RECORDS FOR THE EXERCISE section start

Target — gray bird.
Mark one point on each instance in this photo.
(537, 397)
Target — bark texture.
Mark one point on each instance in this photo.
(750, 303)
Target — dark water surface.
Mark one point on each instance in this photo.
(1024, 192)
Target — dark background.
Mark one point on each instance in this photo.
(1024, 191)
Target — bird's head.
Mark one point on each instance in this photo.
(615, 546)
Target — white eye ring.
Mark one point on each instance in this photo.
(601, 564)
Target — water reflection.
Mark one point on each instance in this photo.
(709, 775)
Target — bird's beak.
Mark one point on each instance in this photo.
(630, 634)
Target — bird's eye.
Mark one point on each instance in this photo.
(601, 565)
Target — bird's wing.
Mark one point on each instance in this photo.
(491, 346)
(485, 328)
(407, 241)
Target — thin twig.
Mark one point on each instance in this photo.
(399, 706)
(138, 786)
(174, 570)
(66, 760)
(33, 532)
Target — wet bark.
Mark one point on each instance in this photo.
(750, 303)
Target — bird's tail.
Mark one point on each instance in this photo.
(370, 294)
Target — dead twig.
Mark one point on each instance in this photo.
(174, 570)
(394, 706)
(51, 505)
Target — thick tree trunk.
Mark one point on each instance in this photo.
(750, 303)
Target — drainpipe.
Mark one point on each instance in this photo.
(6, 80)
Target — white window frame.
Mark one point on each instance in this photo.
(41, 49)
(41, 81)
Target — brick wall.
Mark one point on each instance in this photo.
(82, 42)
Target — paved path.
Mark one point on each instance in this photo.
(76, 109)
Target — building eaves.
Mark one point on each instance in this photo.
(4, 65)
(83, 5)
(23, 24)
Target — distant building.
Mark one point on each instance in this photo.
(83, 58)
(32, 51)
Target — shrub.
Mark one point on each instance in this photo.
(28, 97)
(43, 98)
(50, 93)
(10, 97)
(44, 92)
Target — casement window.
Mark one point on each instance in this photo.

RECORDS FOR THE EXERCISE section end

Copy every entry exactly. Leave nothing out.

• PROBLEM SOLUTION
Target — gray bird.
Mark one point on each instance in this photo.
(537, 397)
Target — bark texture.
Mark one point on each instance in this photo.
(750, 303)
Target — dark water surface.
Mark one point on each instance in this photo.
(1024, 192)
Target — dark background.
Mark one point on each instance in this photo.
(1024, 191)
Target — bird's head.
Mark one point on each instance in this photo.
(615, 546)
Target — white eye ring.
Mark one point on each instance in this photo.
(601, 564)
Target — water reflection.
Mark one point on each instance in this photo.
(709, 775)
Target — bird's beak.
Mark one point on each instance in this photo.
(630, 634)
Target — bird's eye.
Mark one point on each instance in this photo.
(601, 565)
Target — bird's wing.
Mark one point on each instance in this photo.
(491, 346)
(485, 328)
(407, 241)
Target — thin twig.
Mark one point on each instance in this photo.
(399, 706)
(138, 786)
(174, 570)
(66, 760)
(33, 532)
Target — wet bark.
Mark one point on each instance in this photo.
(750, 303)
Target — bird's tail.
Mark one point on each instance in this photo.
(370, 294)
Target — dead twig.
Mark one point on each instance in this photo.
(174, 570)
(394, 706)
(51, 505)
Target — thick tree trunk.
Mark one point on each instance in this photo.
(750, 303)
Target — drainpipe.
Mark one point on each instance in this photo.
(6, 80)
Target — white window frame.
Mark one point on each instance in this photo.
(41, 49)
(41, 81)
Target — brick wall.
Mark one point on each instance in this photo.
(82, 42)
Target — paved path.
Mark one point on each instance in this photo.
(76, 109)
Target — building eaves.
Mark one point on each instance in this photo.
(4, 65)
(83, 5)
(23, 24)
Target — distant building.
Mark one point on each instance in this photo.
(83, 58)
(32, 51)
Target — shrub.
Mark one point on each instance in this photo.
(28, 97)
(43, 98)
(50, 93)
(10, 97)
(44, 92)
Target — casement window.
Mark one point on each instance in this photo.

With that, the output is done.